WHAT IS BEING ASKED
Begin with the line holding "TARGET = sunlit rock face" and write out each following line to the end of the data, exactly. Pictures are left out.

SUPPLIED MATERIAL
====================

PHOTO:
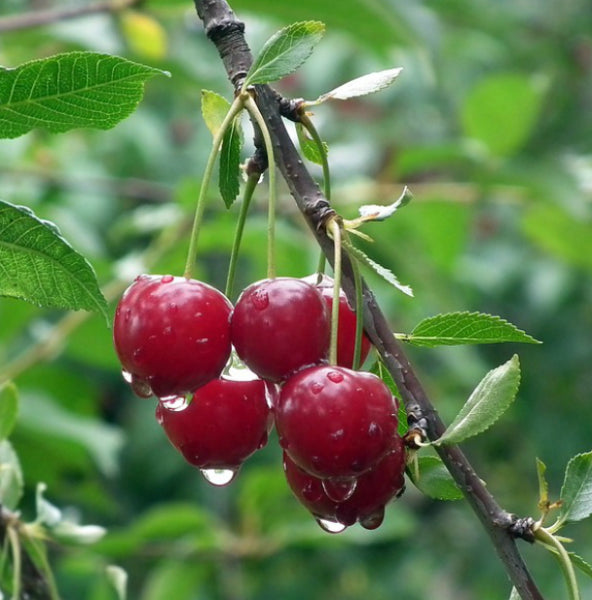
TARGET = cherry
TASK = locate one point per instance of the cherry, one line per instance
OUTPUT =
(372, 491)
(335, 422)
(226, 421)
(279, 326)
(346, 332)
(172, 334)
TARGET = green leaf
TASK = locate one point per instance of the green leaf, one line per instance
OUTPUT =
(576, 492)
(285, 51)
(8, 409)
(501, 111)
(38, 265)
(214, 109)
(11, 477)
(487, 403)
(309, 148)
(457, 328)
(385, 273)
(229, 175)
(65, 91)
(433, 479)
(361, 86)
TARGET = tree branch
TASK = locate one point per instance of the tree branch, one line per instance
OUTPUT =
(500, 525)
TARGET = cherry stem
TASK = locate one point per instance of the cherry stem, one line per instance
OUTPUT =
(314, 134)
(335, 230)
(236, 107)
(255, 113)
(251, 184)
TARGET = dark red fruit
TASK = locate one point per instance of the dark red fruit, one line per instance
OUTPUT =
(279, 326)
(172, 334)
(335, 422)
(346, 333)
(373, 490)
(226, 421)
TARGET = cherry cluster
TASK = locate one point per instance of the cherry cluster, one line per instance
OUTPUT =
(343, 457)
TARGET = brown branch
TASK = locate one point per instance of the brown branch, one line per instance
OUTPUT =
(40, 18)
(500, 525)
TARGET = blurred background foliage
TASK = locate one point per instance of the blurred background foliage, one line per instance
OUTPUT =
(489, 125)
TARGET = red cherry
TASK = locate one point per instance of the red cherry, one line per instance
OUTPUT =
(226, 421)
(373, 490)
(172, 334)
(279, 326)
(346, 333)
(335, 422)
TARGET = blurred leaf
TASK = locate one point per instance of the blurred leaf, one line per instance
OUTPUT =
(214, 109)
(144, 34)
(558, 233)
(66, 91)
(229, 174)
(487, 403)
(576, 492)
(434, 480)
(361, 86)
(11, 477)
(501, 111)
(285, 51)
(465, 328)
(38, 265)
(8, 408)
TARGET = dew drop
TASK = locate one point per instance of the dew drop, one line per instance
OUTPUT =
(340, 489)
(219, 477)
(335, 376)
(331, 526)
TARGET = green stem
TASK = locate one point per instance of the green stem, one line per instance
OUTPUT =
(235, 109)
(255, 113)
(314, 134)
(252, 182)
(543, 536)
(335, 230)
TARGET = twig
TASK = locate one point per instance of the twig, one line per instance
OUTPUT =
(219, 20)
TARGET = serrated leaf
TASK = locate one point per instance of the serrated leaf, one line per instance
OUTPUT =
(11, 477)
(229, 174)
(576, 492)
(214, 109)
(285, 51)
(66, 91)
(385, 273)
(433, 479)
(38, 265)
(361, 86)
(487, 403)
(309, 147)
(8, 409)
(451, 329)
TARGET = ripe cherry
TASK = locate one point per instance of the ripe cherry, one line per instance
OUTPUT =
(225, 422)
(373, 490)
(279, 326)
(335, 422)
(172, 334)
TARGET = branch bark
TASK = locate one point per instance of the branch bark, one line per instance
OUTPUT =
(219, 22)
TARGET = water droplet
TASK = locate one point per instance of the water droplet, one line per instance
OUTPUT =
(331, 526)
(260, 299)
(335, 376)
(219, 477)
(340, 489)
(373, 520)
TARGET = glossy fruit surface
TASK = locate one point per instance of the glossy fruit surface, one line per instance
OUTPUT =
(171, 334)
(279, 326)
(373, 490)
(335, 422)
(226, 421)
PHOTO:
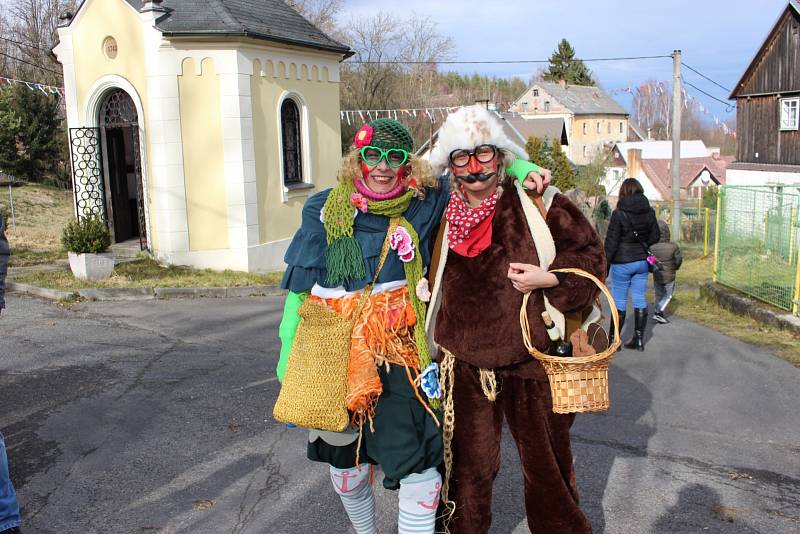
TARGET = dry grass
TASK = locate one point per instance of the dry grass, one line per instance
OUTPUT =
(148, 273)
(40, 213)
(688, 303)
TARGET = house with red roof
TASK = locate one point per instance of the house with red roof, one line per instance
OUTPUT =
(650, 162)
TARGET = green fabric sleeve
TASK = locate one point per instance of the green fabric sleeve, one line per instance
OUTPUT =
(521, 168)
(288, 328)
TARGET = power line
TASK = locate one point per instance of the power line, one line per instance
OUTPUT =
(706, 77)
(24, 44)
(398, 62)
(728, 105)
(29, 63)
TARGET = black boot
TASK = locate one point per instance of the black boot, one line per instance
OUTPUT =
(638, 333)
(611, 327)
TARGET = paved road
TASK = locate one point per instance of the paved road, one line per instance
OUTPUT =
(154, 417)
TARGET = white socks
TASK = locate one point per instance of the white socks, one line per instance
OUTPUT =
(419, 500)
(357, 496)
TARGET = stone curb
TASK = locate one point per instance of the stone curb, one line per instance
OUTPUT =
(147, 293)
(119, 293)
(44, 292)
(745, 306)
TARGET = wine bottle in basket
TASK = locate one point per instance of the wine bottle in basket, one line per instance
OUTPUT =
(558, 347)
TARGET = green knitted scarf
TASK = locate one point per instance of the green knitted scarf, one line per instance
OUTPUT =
(345, 260)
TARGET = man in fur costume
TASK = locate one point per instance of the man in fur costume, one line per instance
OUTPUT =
(388, 205)
(496, 246)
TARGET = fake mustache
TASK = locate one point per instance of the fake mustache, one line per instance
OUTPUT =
(480, 177)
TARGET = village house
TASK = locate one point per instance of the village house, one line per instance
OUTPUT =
(650, 162)
(768, 108)
(594, 121)
(198, 129)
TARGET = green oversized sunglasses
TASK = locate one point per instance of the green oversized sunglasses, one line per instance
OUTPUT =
(395, 157)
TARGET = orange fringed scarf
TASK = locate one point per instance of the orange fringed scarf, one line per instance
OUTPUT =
(383, 334)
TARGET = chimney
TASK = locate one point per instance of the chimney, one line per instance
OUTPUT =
(634, 162)
(152, 5)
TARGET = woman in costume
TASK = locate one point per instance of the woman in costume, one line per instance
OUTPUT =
(497, 245)
(385, 198)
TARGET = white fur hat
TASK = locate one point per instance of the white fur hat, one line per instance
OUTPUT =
(467, 128)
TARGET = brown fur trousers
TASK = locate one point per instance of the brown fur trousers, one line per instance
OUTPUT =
(541, 436)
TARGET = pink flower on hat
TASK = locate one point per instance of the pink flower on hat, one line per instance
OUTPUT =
(401, 241)
(363, 136)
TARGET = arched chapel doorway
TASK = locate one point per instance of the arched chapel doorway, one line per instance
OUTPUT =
(122, 176)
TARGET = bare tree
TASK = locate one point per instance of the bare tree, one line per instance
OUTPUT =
(31, 34)
(320, 13)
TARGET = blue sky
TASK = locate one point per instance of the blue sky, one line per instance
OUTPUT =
(718, 38)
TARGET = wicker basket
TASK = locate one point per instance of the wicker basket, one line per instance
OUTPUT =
(577, 384)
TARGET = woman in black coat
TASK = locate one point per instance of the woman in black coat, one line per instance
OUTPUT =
(628, 256)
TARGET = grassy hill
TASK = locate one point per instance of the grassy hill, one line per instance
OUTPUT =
(40, 213)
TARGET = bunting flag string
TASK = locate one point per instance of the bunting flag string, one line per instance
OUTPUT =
(33, 86)
(433, 114)
(662, 88)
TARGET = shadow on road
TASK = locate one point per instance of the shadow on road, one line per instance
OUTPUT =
(700, 504)
(599, 439)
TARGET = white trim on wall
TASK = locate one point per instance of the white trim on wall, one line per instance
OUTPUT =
(305, 144)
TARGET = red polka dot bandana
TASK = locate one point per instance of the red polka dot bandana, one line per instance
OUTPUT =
(470, 229)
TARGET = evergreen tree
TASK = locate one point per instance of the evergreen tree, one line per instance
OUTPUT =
(538, 150)
(563, 173)
(29, 133)
(564, 66)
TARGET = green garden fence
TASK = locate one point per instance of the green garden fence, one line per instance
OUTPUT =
(757, 243)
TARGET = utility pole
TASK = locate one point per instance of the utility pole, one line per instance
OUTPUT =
(677, 108)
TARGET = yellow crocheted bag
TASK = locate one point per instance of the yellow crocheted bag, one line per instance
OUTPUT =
(315, 386)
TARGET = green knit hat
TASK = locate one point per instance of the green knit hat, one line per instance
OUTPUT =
(385, 134)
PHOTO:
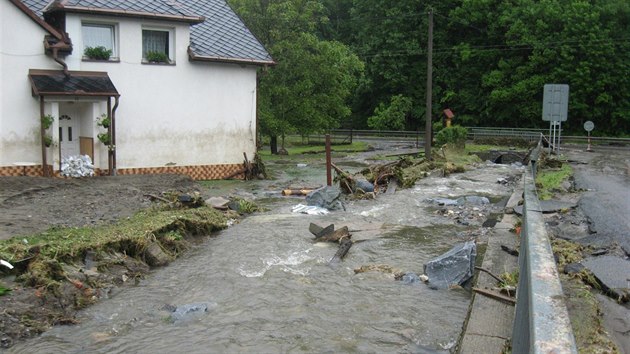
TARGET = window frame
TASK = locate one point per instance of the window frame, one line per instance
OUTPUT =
(114, 38)
(170, 42)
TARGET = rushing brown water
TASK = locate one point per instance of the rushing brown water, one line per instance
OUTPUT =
(270, 289)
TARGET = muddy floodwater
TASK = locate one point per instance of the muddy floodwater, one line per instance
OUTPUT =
(269, 288)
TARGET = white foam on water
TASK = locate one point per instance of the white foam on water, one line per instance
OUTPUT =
(289, 263)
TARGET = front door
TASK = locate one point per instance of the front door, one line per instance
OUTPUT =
(69, 134)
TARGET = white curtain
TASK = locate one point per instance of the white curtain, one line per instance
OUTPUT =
(98, 36)
(154, 41)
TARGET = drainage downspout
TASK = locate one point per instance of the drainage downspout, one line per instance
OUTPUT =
(42, 133)
(113, 136)
(55, 49)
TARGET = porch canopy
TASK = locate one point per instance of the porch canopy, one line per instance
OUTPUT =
(77, 84)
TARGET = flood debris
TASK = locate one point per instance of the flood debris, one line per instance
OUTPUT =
(251, 169)
(219, 203)
(496, 295)
(179, 200)
(296, 191)
(329, 234)
(186, 311)
(403, 172)
(613, 274)
(383, 268)
(454, 267)
(77, 166)
(309, 210)
(344, 246)
(319, 231)
(328, 197)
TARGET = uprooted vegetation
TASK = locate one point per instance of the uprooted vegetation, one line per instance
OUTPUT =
(405, 171)
(65, 269)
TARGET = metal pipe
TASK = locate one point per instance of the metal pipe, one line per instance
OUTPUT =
(42, 133)
(541, 323)
(328, 162)
(113, 135)
(61, 62)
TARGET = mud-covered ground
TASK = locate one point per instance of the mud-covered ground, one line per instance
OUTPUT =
(29, 205)
(33, 204)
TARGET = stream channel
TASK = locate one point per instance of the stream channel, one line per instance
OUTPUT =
(270, 289)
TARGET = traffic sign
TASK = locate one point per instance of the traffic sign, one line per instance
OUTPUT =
(555, 102)
(589, 126)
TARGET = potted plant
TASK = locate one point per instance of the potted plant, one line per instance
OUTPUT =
(47, 121)
(97, 53)
(104, 138)
(156, 57)
(103, 121)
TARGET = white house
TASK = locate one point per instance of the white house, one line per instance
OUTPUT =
(192, 112)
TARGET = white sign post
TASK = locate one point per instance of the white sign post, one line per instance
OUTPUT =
(555, 109)
(589, 126)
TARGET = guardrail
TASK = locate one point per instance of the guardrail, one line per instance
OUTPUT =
(346, 136)
(541, 323)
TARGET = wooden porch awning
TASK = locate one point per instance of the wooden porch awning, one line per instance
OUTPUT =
(76, 83)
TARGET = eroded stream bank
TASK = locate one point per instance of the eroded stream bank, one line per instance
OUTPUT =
(268, 287)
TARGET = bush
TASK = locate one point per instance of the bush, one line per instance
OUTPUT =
(97, 53)
(392, 116)
(455, 136)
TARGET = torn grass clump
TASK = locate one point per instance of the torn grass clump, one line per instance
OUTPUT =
(39, 257)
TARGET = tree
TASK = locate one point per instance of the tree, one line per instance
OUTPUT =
(307, 91)
(392, 116)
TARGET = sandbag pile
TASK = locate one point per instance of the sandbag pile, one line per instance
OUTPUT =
(77, 166)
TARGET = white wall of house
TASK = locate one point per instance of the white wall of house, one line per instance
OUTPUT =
(189, 113)
(21, 48)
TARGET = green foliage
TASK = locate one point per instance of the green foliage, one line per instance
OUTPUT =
(66, 244)
(47, 121)
(97, 53)
(549, 180)
(104, 138)
(309, 88)
(491, 60)
(4, 290)
(393, 116)
(156, 57)
(103, 121)
(454, 135)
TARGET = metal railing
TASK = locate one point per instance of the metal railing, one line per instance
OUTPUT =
(541, 323)
(346, 136)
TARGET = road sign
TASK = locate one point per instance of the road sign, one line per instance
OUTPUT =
(555, 102)
(589, 126)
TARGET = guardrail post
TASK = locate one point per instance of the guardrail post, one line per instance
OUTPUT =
(541, 323)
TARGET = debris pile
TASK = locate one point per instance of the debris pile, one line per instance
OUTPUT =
(77, 166)
(465, 210)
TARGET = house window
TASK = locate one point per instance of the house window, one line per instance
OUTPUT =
(99, 38)
(157, 45)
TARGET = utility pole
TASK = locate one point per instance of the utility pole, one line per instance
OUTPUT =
(429, 108)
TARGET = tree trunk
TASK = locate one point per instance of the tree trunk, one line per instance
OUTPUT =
(344, 247)
(274, 144)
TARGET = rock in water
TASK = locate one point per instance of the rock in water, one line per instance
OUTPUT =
(185, 311)
(325, 197)
(454, 267)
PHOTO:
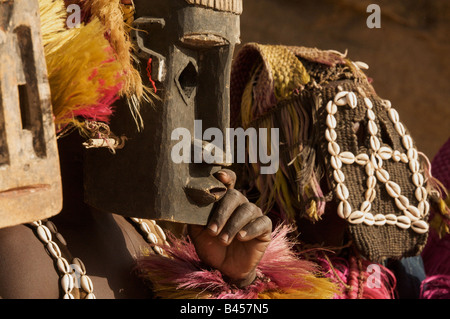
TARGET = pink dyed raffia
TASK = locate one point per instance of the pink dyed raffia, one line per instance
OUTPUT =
(436, 254)
(345, 274)
(279, 269)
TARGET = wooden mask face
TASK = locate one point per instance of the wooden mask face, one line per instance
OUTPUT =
(30, 182)
(186, 51)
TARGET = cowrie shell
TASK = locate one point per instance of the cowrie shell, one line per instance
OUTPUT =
(340, 98)
(342, 192)
(373, 128)
(412, 213)
(391, 219)
(331, 108)
(376, 161)
(380, 220)
(160, 232)
(159, 250)
(371, 182)
(352, 100)
(400, 128)
(368, 103)
(393, 189)
(404, 158)
(371, 115)
(362, 159)
(412, 154)
(67, 283)
(63, 265)
(366, 206)
(144, 227)
(396, 156)
(385, 152)
(344, 209)
(403, 222)
(375, 143)
(407, 142)
(152, 238)
(136, 220)
(347, 157)
(86, 284)
(414, 166)
(53, 249)
(370, 195)
(44, 233)
(80, 264)
(330, 135)
(424, 208)
(402, 202)
(331, 121)
(369, 219)
(336, 163)
(421, 193)
(393, 115)
(356, 217)
(382, 175)
(361, 65)
(420, 226)
(339, 176)
(51, 226)
(333, 148)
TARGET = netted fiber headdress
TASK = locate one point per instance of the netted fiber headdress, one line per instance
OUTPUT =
(340, 143)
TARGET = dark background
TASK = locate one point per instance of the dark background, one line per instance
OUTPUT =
(408, 56)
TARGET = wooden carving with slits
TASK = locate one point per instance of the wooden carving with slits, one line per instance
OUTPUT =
(30, 182)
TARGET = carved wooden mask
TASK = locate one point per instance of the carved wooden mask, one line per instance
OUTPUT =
(30, 182)
(186, 50)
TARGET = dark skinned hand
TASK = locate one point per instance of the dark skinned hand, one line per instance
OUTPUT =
(236, 236)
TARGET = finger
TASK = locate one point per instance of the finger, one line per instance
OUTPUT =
(227, 177)
(226, 206)
(259, 228)
(238, 220)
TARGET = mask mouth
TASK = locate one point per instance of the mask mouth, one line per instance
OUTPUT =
(204, 191)
(18, 191)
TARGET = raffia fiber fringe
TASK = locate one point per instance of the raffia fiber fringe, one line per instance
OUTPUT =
(280, 274)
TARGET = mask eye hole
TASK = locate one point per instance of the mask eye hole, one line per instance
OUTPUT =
(188, 80)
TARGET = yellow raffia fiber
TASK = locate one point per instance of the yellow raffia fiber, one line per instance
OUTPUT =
(117, 18)
(288, 74)
(79, 62)
(319, 288)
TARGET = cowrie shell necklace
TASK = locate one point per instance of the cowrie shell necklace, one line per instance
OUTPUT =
(412, 216)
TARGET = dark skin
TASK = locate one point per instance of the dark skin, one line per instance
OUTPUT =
(236, 236)
(108, 244)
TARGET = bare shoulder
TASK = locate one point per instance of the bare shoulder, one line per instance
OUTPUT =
(27, 270)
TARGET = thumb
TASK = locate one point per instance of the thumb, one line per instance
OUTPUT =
(227, 177)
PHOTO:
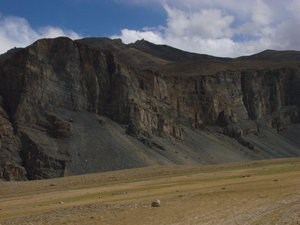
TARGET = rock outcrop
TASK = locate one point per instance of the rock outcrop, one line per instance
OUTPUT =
(72, 107)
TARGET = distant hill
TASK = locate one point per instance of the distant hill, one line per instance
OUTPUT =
(95, 104)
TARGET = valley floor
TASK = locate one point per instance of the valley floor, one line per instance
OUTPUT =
(261, 192)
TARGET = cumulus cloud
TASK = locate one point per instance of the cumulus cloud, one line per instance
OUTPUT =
(17, 32)
(224, 28)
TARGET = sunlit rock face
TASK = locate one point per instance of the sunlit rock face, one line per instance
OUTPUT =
(73, 107)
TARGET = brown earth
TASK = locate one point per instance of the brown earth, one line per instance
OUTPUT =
(260, 192)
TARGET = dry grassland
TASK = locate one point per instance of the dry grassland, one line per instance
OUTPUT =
(262, 192)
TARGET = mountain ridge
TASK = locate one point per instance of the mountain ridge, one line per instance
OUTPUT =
(73, 107)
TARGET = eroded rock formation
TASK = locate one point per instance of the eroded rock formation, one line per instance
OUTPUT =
(71, 107)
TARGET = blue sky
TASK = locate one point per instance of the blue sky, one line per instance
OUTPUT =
(217, 27)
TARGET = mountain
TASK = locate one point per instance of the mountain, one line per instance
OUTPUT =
(74, 107)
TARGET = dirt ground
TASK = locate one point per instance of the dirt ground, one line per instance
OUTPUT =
(262, 192)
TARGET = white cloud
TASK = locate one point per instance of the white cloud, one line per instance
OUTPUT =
(224, 28)
(17, 32)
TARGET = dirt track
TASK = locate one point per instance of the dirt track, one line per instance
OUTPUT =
(251, 193)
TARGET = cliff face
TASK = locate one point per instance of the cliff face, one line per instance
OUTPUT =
(71, 107)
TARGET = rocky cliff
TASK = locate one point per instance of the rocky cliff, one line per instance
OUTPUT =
(72, 107)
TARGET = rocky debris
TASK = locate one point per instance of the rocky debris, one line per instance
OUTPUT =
(155, 203)
(53, 93)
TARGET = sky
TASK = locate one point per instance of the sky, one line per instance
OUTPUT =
(228, 28)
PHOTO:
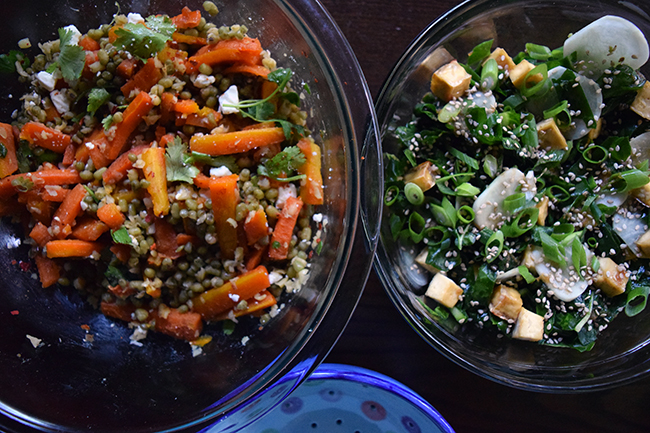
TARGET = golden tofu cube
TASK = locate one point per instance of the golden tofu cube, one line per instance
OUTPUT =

====================

TASK ANSWER
TARGET = sunlit rock face
TASK = locate one point per instance of the sunlit rock face, one line per instance
OUTPUT =
(73, 107)
TARGET = brown earth
TASK = locate one point per instance of the brown earth, one line per instance
OUTPUT =
(260, 192)
TARGET = dry grassland
TASK = locate one point per instance of the dry grassland, one line per instance
OUTPUT =
(262, 192)
TARGET = mountain ridge
TASK = locate one point per instance of the mountain ridge, one line per instance
OUTPUT =
(73, 107)
TARGET = eroded rock formation
TASK = locate one point per instance of the eroded rock formation, one line per instance
OUTPUT =
(71, 107)
TARGET = blue sky
TASK = locate one point per instance of the blue sky, one line per instance
OUTPUT =
(217, 27)
TARGET = mountain
TASK = locate one point per instance of the mountain, one line per instance
OUTPUT =
(74, 107)
TARGET = dirt ground
TASK = locate one point per instance of the dirt ground, one line per instance
OUTPUT =
(262, 192)
TARGET = white cloud
TASK = locate one point per instance of the white cloud, one line per instance
OUTPUT =
(224, 28)
(17, 32)
TARGET = dirt track
TASK = locate one point per instance of the dirt track, one line per instance
OUTPUT =
(251, 193)
TARGET = cliff face
TASK = locate one point per instance of the cliff face, one line per instance
OUTPUT =
(71, 107)
TARGET = rocky cliff
TASK = locate one point per instance of the rocky cliff, one line per instance
OUTPUT =
(72, 107)
TARGET = rocky debris
TASK = locate one point per instance of the rocky debris, one line per instance
OUTPUT =
(155, 203)
(53, 93)
TARGET = sky
TASK = locate one point per instance of the sky, one line per instance
OUTPUT =
(228, 28)
PHOTO:
TARGET = golden tofu cube
TASK = locate one point per instance of the golden tofu cube, one line per instance
OUTPUT =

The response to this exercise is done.